__Exercise task__.
Please update the Colnago C59 color thread between "# What's your" and "(Feb 27, 2009)", inclusive, and write that part out again with "Colnago" changed to "Pinarello".

__Page extract__.
---------------

# What's your favourite Colnago C59 colour?



## nicensleazy (Aug 3, 2008)

With the present 2010/2011 paint scheme for the new Colnago C59...what's your favourite colour?


----------



## 1Cebu (Feb 27, 2009)

matte black ............ for my christmas gift to myself i placed an order for one (50s) ..... estimated arrival time - last week of October - first week of November


----------



## fabsroman (Jul 14, 2006)

1Cebu said:


> matte black ............ for my christmas gift to myself i placed an order for one (50s) ..... estimated arrival time - last week of October - first week of November


Nice. That would be my color selection and the 50 sloping would work for me. I'd probably go with the 53 traditional though. I think traditional is still an option on the C59. Thing is, while I like the matte black naked carbon paint scheme the best of the bunch, it really doesn't get my heart racing. Same goes for the C59. So, I will be holding out this year and going with a Master X Light in PR82 instead.

---------------

__Supplied material__.
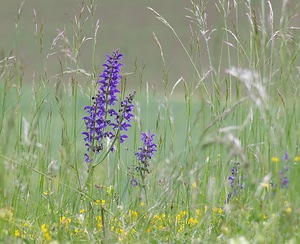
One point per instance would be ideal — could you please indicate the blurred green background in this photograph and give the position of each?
(125, 25)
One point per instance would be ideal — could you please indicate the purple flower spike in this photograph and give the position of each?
(103, 120)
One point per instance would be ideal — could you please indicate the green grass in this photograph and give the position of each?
(235, 112)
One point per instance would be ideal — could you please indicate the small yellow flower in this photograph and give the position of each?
(181, 228)
(205, 208)
(44, 228)
(17, 233)
(218, 210)
(265, 185)
(64, 220)
(109, 190)
(297, 159)
(133, 214)
(275, 159)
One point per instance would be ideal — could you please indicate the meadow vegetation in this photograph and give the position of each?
(212, 157)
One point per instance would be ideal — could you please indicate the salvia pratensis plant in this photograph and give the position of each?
(108, 118)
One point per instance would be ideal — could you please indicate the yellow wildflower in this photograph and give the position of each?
(288, 210)
(133, 214)
(275, 159)
(181, 228)
(17, 233)
(192, 222)
(297, 159)
(64, 220)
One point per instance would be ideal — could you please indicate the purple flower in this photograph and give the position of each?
(146, 152)
(284, 181)
(103, 120)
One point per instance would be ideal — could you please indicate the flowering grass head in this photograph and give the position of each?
(146, 152)
(104, 120)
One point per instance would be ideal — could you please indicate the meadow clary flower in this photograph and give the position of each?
(104, 121)
(146, 152)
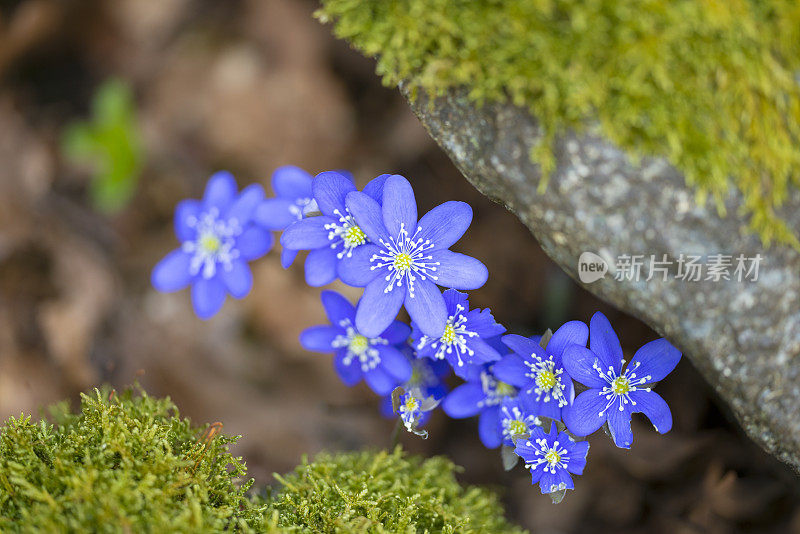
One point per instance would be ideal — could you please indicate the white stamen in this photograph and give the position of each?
(547, 381)
(347, 232)
(619, 388)
(358, 346)
(213, 245)
(406, 258)
(452, 339)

---------------

__Solution to this problem__.
# What's your favourite Pinarello C59 colour?



## nicensleazy (Aug 3, 2008)

With the present 2010/2011 paint scheme for the new Pinarello C59...what's your favourite colour?


----------



## 1Cebu (Feb 27, 2009)